Instructions for the task
Below are entries to return in full. Keep each one exact.
Data shown START
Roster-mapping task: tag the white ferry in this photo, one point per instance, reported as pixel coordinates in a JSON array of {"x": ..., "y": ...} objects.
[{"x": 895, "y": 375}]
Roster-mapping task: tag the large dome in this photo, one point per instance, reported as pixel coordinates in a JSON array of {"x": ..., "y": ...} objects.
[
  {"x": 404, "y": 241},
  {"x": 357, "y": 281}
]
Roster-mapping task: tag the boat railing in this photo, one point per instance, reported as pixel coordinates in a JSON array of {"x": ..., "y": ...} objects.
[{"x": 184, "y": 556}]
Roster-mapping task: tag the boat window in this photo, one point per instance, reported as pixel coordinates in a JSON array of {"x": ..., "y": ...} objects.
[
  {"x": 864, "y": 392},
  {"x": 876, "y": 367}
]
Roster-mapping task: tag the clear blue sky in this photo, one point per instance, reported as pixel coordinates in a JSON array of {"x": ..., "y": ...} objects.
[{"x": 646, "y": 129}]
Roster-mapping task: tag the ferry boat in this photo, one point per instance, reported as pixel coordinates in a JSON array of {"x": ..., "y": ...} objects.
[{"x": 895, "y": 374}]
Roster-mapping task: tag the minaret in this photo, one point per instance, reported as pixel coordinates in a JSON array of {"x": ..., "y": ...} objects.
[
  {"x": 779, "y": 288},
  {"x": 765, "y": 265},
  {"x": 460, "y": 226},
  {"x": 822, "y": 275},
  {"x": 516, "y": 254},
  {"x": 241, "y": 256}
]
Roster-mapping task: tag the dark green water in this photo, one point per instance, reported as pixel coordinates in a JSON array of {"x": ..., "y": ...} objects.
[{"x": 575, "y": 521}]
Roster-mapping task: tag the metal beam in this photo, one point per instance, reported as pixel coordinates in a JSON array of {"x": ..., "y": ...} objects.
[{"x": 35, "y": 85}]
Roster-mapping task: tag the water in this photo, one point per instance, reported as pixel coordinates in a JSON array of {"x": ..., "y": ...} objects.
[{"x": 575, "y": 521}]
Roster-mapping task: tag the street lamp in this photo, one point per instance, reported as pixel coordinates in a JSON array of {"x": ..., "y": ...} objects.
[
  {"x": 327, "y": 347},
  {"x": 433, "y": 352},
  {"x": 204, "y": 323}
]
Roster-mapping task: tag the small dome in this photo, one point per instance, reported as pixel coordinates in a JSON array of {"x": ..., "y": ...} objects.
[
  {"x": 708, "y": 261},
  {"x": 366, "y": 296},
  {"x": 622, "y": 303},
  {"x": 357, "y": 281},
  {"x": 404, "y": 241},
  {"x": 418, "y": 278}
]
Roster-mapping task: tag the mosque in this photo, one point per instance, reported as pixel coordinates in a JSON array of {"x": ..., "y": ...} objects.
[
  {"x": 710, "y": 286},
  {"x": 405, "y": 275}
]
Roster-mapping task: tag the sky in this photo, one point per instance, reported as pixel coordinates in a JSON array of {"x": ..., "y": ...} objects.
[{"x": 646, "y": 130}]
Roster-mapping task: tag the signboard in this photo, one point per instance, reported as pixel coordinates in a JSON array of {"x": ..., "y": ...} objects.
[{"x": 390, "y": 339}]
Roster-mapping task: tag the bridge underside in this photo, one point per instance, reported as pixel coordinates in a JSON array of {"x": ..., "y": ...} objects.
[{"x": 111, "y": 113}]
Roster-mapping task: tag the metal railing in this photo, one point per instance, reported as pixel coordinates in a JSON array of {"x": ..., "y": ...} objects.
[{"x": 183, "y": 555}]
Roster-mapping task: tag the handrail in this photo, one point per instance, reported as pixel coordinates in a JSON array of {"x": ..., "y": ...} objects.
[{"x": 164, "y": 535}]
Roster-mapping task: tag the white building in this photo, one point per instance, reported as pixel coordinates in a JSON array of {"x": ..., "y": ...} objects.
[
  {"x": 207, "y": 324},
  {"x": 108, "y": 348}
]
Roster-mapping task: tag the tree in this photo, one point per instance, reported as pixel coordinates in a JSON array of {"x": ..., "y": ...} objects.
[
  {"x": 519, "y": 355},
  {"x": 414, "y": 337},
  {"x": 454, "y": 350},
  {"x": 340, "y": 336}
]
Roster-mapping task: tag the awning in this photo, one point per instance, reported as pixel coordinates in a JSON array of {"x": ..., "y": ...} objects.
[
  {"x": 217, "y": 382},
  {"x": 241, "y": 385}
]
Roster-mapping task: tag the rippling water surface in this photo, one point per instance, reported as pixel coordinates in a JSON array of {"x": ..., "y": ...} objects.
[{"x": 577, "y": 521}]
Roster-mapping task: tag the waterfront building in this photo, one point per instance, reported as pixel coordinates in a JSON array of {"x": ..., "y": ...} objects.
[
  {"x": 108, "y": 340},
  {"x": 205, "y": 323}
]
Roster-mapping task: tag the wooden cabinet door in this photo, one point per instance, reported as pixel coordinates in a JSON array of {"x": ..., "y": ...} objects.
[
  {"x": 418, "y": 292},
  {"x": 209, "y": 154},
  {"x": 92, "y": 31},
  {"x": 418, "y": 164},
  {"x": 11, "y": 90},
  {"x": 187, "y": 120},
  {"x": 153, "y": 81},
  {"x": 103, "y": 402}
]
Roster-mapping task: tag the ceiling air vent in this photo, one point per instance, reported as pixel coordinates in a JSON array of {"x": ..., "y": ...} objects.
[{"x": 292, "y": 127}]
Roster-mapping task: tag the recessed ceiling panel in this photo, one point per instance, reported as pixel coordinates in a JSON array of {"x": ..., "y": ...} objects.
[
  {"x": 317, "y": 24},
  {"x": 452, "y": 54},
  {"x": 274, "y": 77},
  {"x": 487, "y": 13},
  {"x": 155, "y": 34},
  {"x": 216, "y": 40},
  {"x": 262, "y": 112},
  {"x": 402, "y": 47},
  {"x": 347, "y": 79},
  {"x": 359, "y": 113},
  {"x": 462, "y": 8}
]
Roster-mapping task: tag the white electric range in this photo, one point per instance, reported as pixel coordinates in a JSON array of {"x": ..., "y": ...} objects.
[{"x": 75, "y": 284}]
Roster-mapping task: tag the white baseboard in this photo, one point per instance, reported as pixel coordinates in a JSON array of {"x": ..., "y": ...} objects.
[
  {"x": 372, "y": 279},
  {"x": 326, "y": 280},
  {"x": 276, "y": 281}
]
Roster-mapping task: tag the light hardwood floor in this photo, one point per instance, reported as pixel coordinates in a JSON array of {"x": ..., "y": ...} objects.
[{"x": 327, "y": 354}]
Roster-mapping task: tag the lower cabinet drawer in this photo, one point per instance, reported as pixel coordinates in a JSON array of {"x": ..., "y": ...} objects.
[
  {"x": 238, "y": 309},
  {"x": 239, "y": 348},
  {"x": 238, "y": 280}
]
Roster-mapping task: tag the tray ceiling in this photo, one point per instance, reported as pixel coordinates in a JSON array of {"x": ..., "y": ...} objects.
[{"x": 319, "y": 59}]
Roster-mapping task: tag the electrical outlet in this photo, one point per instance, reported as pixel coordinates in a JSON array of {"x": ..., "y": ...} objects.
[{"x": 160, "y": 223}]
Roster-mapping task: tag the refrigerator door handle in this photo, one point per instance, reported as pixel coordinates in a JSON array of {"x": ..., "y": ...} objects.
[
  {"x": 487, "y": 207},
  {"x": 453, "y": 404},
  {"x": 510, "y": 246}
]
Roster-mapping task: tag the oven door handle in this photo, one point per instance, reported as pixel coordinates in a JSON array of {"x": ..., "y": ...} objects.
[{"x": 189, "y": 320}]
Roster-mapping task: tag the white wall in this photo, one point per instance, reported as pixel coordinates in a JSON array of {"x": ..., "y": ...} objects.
Data shown END
Output of the exercise
Roster-mapping task: tag the white ferry in this photo, one point per instance, reported as pixel coordinates in a JSON array of {"x": ..., "y": ...} objects.
[{"x": 895, "y": 375}]
Roster-mapping task: tag the large dome in this photo, one point per instance, reported as pixel coordinates in a JSON array of {"x": ..., "y": ...} objects.
[
  {"x": 404, "y": 241},
  {"x": 357, "y": 281}
]
Roster-mapping task: tag the boat railing in this photo, one point per instance, reported as pixel coordinates in a JSON array of {"x": ..., "y": ...} objects.
[{"x": 184, "y": 556}]
Roster-mapping task: tag the boat window in this photo, one point per instance, reported as pixel coordinates in a JSON array of {"x": ..., "y": ...} objects.
[
  {"x": 864, "y": 392},
  {"x": 876, "y": 367}
]
Roster-mapping task: tag the clear blue sky in this photo, one point per instance, reported as pixel coordinates in a JSON array of {"x": ..., "y": ...} objects.
[{"x": 646, "y": 129}]
Roster-mapping task: tag the ferry boat in this photo, one point per instance, reported as pixel coordinates in a JSON array of {"x": ..., "y": ...} objects.
[{"x": 895, "y": 374}]
Roster-mapping task: tag the minaret in this photo, one point per instance, reported as pixel coordinates in a JSON array of {"x": ..., "y": ...} objects.
[
  {"x": 779, "y": 288},
  {"x": 765, "y": 265},
  {"x": 460, "y": 226},
  {"x": 822, "y": 275},
  {"x": 516, "y": 254},
  {"x": 241, "y": 256}
]
Roster-mapping task: tag the dark green water in this photo, one point per instance, reported as pixel coordinates in a JSON array of {"x": ..., "y": ...} objects.
[{"x": 575, "y": 521}]
Roster-mapping task: tag the metal beam in this photo, one point per instance, reported as pixel coordinates in a JSON array of {"x": ..., "y": ...} objects.
[{"x": 35, "y": 85}]
Roster-mapping task: tag the water in this photo, one point per instance, reported as pixel coordinates in a JSON array of {"x": ..., "y": ...} objects.
[{"x": 575, "y": 521}]
Roster-mapping task: tag the street lamp in this photo, one point per instance, reported as pixel coordinates in a JSON array of {"x": ..., "y": ...} objects.
[
  {"x": 327, "y": 347},
  {"x": 433, "y": 352},
  {"x": 204, "y": 323}
]
Roster-mapping task: tag the small dome in this photo, one point per instance, reported as pixel coordinates in a JSON array of {"x": ..., "y": ...} objects.
[
  {"x": 708, "y": 261},
  {"x": 366, "y": 296},
  {"x": 622, "y": 303},
  {"x": 357, "y": 281},
  {"x": 404, "y": 241},
  {"x": 418, "y": 278}
]
Roster-mapping task: tag the mosque in this photo, one point per instance, reported as pixel coordinates in a JSON array of {"x": ..., "y": ...} objects.
[
  {"x": 710, "y": 286},
  {"x": 405, "y": 275}
]
Roster-mapping task: tag the sky in this photo, one point per instance, reported as pixel coordinates in a JSON array of {"x": ..., "y": ...} objects.
[{"x": 646, "y": 130}]
Roster-mapping task: tag the signboard in this photo, one point per instance, reported as pixel coordinates in a JSON array of {"x": ..., "y": ...} objects.
[{"x": 390, "y": 339}]
Roster-mapping task: tag the bridge underside in this photo, one point per instance, reported as pixel coordinates in a JSON array of {"x": ..., "y": ...} objects.
[{"x": 111, "y": 113}]
Roster-mapping task: tag the metal railing in this photo, one point per instance, reported as pixel coordinates in a JSON array of {"x": ..., "y": ...} objects.
[{"x": 183, "y": 555}]
Roster-mapping task: tag the handrail in this photo, one point per instance, reported as pixel coordinates in a JSON array of {"x": ..., "y": ...} objects.
[{"x": 164, "y": 535}]
Roster-mapping task: tag the white building in this photo, one point per instance, reported as pixel coordinates in a JSON array of {"x": ..., "y": ...} objects.
[
  {"x": 207, "y": 324},
  {"x": 108, "y": 348}
]
Roster-mapping task: tag the tree in this photo, one point per instance, reported as pixel coordinates in a JSON array of {"x": ..., "y": ...} objects.
[
  {"x": 519, "y": 355},
  {"x": 414, "y": 337},
  {"x": 454, "y": 350},
  {"x": 340, "y": 336}
]
Roster-mapping task: tag the awning in this photo, one point per instance, reported as pixel coordinates in a JSON array of {"x": ..., "y": ...} objects.
[
  {"x": 217, "y": 382},
  {"x": 241, "y": 385}
]
Roster-mapping task: tag the rippling water surface in this photo, one point per instance, reported as pixel coordinates in a JSON array of {"x": ..., "y": ...} objects.
[{"x": 577, "y": 521}]
Roster-mapping task: tag the waterfront building in this photo, one point per instance, reported as pixel coordinates in a JSON array of {"x": ..., "y": ...} objects.
[
  {"x": 108, "y": 340},
  {"x": 205, "y": 323}
]
Roster-mapping task: tag the wooden cabinet door in this photo, one point per instance, reported as pixel coordinates in a JSON array of {"x": ..., "y": ...} objects.
[
  {"x": 418, "y": 292},
  {"x": 209, "y": 154},
  {"x": 92, "y": 31},
  {"x": 418, "y": 164},
  {"x": 11, "y": 90},
  {"x": 187, "y": 120},
  {"x": 153, "y": 81},
  {"x": 103, "y": 402}
]
Roster-mapping task: tag the ceiling air vent in this photo, one point per instance, reported as pixel coordinates in a JSON array of {"x": ..., "y": ...} objects.
[{"x": 292, "y": 127}]
Roster-mapping task: tag the recessed ceiling panel in this photo, one point per instance, reported as pixel coordinates in a JSON array of {"x": ..., "y": ...} objects.
[
  {"x": 317, "y": 24},
  {"x": 452, "y": 54},
  {"x": 274, "y": 77},
  {"x": 487, "y": 13},
  {"x": 155, "y": 34},
  {"x": 216, "y": 40},
  {"x": 262, "y": 112},
  {"x": 402, "y": 47},
  {"x": 347, "y": 79},
  {"x": 359, "y": 113},
  {"x": 462, "y": 8}
]
Roster-mapping task: tag the white electric range in this photo, one point per instance, reported as pixel coordinates in a JSON array of {"x": ..., "y": ...} objects.
[{"x": 75, "y": 284}]
Roster-mapping task: tag the white baseboard in this photo, one point per instance, reported as pixel coordinates in a JSON array of {"x": ..., "y": ...} objects.
[
  {"x": 372, "y": 279},
  {"x": 326, "y": 280},
  {"x": 276, "y": 281}
]
Roster-mapping task: tag the light hardwood floor in this photo, one point per instance, reported as pixel coordinates in a JSON array of {"x": ..., "y": ...} objects.
[{"x": 327, "y": 354}]
Roster-mapping task: tag the lower cabinet drawer in this photo, one point per instance, reported as pixel coordinates in a JSON array of {"x": ..., "y": ...} objects.
[
  {"x": 238, "y": 309},
  {"x": 239, "y": 348},
  {"x": 238, "y": 280}
]
Roster-mapping task: tag the tray ceiling in this photo, one point per instance, reported as pixel coordinates in a JSON array of {"x": ..., "y": ...} objects.
[{"x": 319, "y": 59}]
Roster-mapping task: tag the electrical outlet in this photo, one point per instance, reported as pixel coordinates in a JSON array of {"x": ..., "y": ...} objects.
[{"x": 160, "y": 223}]
Roster-mapping task: tag the refrigerator door handle in this photo, one point per instance, reported as pixel coordinates in a JSON array of {"x": ..., "y": ...} objects.
[
  {"x": 487, "y": 207},
  {"x": 453, "y": 404},
  {"x": 510, "y": 246}
]
Roster-mapping task: tag the oven door handle in this photo, one point per instance, reported as pixel coordinates in a JSON array of {"x": ..., "y": ...} objects.
[{"x": 189, "y": 320}]
Roster-mapping task: tag the white wall in this photo, one point per instance, reported as pixel coordinates in a JSON array of {"x": ..., "y": ...} objects.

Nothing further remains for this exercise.